# Data extract
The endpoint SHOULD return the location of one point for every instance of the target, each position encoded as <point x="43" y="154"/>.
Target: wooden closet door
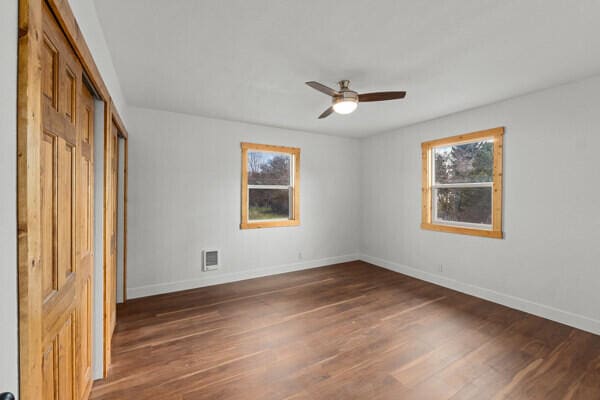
<point x="111" y="205"/>
<point x="85" y="207"/>
<point x="66" y="178"/>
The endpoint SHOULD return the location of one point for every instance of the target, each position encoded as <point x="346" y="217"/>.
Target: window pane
<point x="268" y="168"/>
<point x="464" y="163"/>
<point x="269" y="204"/>
<point x="472" y="205"/>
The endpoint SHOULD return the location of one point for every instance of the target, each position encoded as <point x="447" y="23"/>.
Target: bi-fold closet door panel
<point x="66" y="182"/>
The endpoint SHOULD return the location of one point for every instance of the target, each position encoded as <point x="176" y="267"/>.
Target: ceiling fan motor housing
<point x="347" y="95"/>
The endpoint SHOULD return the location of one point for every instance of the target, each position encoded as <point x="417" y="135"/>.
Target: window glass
<point x="268" y="204"/>
<point x="464" y="163"/>
<point x="266" y="168"/>
<point x="470" y="205"/>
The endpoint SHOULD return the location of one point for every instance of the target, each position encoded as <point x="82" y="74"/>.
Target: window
<point x="462" y="184"/>
<point x="270" y="186"/>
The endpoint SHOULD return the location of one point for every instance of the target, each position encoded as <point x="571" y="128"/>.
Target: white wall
<point x="184" y="196"/>
<point x="87" y="18"/>
<point x="549" y="261"/>
<point x="9" y="368"/>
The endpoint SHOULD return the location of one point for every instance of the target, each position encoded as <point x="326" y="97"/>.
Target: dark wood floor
<point x="349" y="331"/>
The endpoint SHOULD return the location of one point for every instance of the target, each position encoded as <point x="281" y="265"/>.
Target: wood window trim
<point x="497" y="134"/>
<point x="295" y="219"/>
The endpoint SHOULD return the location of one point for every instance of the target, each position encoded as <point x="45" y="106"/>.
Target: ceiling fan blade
<point x="380" y="96"/>
<point x="323" y="89"/>
<point x="326" y="113"/>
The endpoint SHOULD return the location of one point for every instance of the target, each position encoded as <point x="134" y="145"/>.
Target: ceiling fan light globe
<point x="345" y="106"/>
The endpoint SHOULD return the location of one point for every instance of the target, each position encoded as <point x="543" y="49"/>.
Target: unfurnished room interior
<point x="300" y="200"/>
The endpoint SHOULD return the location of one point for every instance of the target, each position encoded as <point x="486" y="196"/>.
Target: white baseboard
<point x="216" y="278"/>
<point x="564" y="317"/>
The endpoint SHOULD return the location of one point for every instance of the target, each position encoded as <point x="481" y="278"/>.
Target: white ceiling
<point x="247" y="60"/>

# Objective
Quote every entry exactly, with the pictures omitted.

# Response
The endpoint SHOULD return the location of one point for every instance of the target, each position encoded as <point x="43" y="154"/>.
Target: wooden closet door
<point x="111" y="205"/>
<point x="85" y="207"/>
<point x="66" y="178"/>
The endpoint SHOULD return the location of one point for every instance of the target, each position encoded as <point x="346" y="217"/>.
Target: window pane
<point x="268" y="168"/>
<point x="464" y="163"/>
<point x="269" y="204"/>
<point x="472" y="205"/>
The endpoint SHOULD return the location of one point for every instance of the target, each position encoded as <point x="447" y="23"/>.
Target: bi-fold closet door panel
<point x="66" y="182"/>
The endpoint SHOULD return the location of one point for every instance of the target, each position encoded as <point x="176" y="267"/>.
Target: ceiling fan motor housing
<point x="347" y="95"/>
The endpoint SHOULD return the location of one point for every instance of the target, each position encoded as <point x="417" y="135"/>.
Target: window glass
<point x="268" y="204"/>
<point x="464" y="163"/>
<point x="266" y="168"/>
<point x="470" y="205"/>
The endpoint SHOULD return the location of one point for every instance of the target, each position encoded as <point x="82" y="74"/>.
Target: window
<point x="462" y="184"/>
<point x="270" y="186"/>
The endpoint SHOULD return the location of one point for every instance of the target, each position encoded as <point x="571" y="128"/>.
Target: white wall
<point x="184" y="196"/>
<point x="87" y="18"/>
<point x="549" y="261"/>
<point x="9" y="368"/>
The endpoint SHOULD return the location of one point for every instance of the target, each position encoded as <point x="326" y="97"/>.
Target: dark wood floor
<point x="349" y="331"/>
The endpoint SHOULD return the location of one point for every instance of the target, each position encoded as <point x="281" y="265"/>.
Target: wood window trim
<point x="497" y="134"/>
<point x="295" y="219"/>
The endpoint SHOULD return the location of one point for every instance of the target, each position encoded as <point x="45" y="106"/>.
Target: ceiling fan blade
<point x="380" y="96"/>
<point x="323" y="89"/>
<point x="326" y="113"/>
The endpoint SHOULD return the location of one point for every instance of the target, each position encoded as <point x="134" y="145"/>.
Target: ceiling fan light globe
<point x="345" y="106"/>
The endpoint SHOULD return the location of one point for every instance of the target, each position encoded as <point x="543" y="49"/>.
Target: unfurnished room interior
<point x="300" y="200"/>
The endpoint SHOULD return the location of one point for every instance of the target, each position encoded as <point x="486" y="196"/>.
Target: white baseboard
<point x="216" y="278"/>
<point x="564" y="317"/>
The endpoint SHOULD return the location of one point for every instance of the target, each position encoded as <point x="481" y="278"/>.
Target: white ceiling
<point x="247" y="60"/>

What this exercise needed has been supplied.